Data in this exercise:
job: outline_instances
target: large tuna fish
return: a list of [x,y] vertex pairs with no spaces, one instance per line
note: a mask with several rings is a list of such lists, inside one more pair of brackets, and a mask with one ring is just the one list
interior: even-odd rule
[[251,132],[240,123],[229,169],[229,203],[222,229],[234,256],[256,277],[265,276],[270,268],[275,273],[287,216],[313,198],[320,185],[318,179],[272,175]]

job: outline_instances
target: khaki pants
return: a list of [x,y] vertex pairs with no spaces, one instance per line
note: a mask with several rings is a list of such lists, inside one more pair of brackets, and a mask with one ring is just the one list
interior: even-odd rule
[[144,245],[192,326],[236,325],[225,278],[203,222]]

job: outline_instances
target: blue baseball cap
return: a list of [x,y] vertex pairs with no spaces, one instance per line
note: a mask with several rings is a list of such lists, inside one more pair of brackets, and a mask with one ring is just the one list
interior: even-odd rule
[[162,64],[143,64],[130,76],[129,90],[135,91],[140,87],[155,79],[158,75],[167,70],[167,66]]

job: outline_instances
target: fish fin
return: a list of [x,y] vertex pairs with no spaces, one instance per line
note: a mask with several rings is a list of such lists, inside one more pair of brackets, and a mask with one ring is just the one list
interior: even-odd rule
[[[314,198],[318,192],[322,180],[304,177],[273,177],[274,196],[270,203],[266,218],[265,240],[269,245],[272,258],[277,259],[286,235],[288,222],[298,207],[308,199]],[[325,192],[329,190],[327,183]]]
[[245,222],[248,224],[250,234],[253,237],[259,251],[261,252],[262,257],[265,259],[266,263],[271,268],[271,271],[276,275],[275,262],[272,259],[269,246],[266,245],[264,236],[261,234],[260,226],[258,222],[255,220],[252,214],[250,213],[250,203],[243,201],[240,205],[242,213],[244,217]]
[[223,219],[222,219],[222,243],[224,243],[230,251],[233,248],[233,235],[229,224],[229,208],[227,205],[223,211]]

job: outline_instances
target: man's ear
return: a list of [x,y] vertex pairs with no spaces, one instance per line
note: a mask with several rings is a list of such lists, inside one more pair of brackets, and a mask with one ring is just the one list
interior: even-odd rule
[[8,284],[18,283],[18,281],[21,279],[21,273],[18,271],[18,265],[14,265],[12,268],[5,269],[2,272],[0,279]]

The request: Copy all of the lines above word for word.

Solution:
job: outline_instances
target: large tuna fish
return: a list of [x,y] vertex pairs with no spaces, one instance per line
note: a mask with several rings is a list of such lists, inside one more pair of brackets, and a mask with one ring is just the one list
interior: even-odd rule
[[251,132],[240,123],[229,169],[229,203],[222,229],[234,256],[256,277],[265,276],[270,268],[275,273],[287,216],[313,198],[320,185],[318,179],[272,175]]

job: outline_instances
target: khaki pants
return: a list of [x,y] vertex pairs with no spaces, one instance per line
note: a mask with several rings is a list of such lists, inside one more pair of brackets, and a mask with one ring is just the one list
interior: even-odd rule
[[144,245],[192,326],[236,325],[225,278],[203,222]]

job: outline_instances
target: blue baseball cap
return: a list of [x,y] vertex pairs with no spaces, one instance per line
note: a mask with several rings is a list of such lists, inside one more pair of brackets, and a mask with one ring is just the one list
interior: even-odd rule
[[162,64],[143,64],[130,76],[129,90],[135,91],[140,87],[155,79],[158,75],[167,70],[167,66]]

job: outline_instances
target: fish fin
return: a list of [x,y] vertex pairs with no spaces, one instance per line
note: a mask with several rings is a list of such lists, inside one more pair of brackets, and a mask with one ring is just the one list
interior: even-odd rule
[[[314,198],[318,192],[322,180],[304,177],[273,177],[274,196],[270,203],[266,218],[265,240],[269,245],[272,258],[277,259],[286,235],[288,222],[298,207],[308,199]],[[325,192],[329,190],[327,183]]]
[[245,222],[248,224],[250,234],[253,237],[259,251],[261,252],[262,257],[265,259],[266,263],[271,268],[271,271],[276,275],[275,262],[272,259],[269,246],[266,245],[264,236],[261,234],[260,226],[258,222],[255,220],[252,214],[250,213],[250,203],[243,201],[240,205],[242,213],[244,217]]
[[223,219],[222,219],[222,243],[224,243],[230,251],[233,248],[233,235],[229,224],[229,208],[227,205],[223,211]]

job: outline_instances
target: man's ear
return: a list of [x,y] vertex pairs with no spaces, one instance per line
note: a mask with several rings is a list of such lists, inside one more pair of brackets, and a mask with one ring is just the one list
interior: even-odd rule
[[8,284],[18,283],[18,281],[21,279],[21,273],[18,271],[18,265],[14,265],[12,268],[5,269],[2,272],[0,279]]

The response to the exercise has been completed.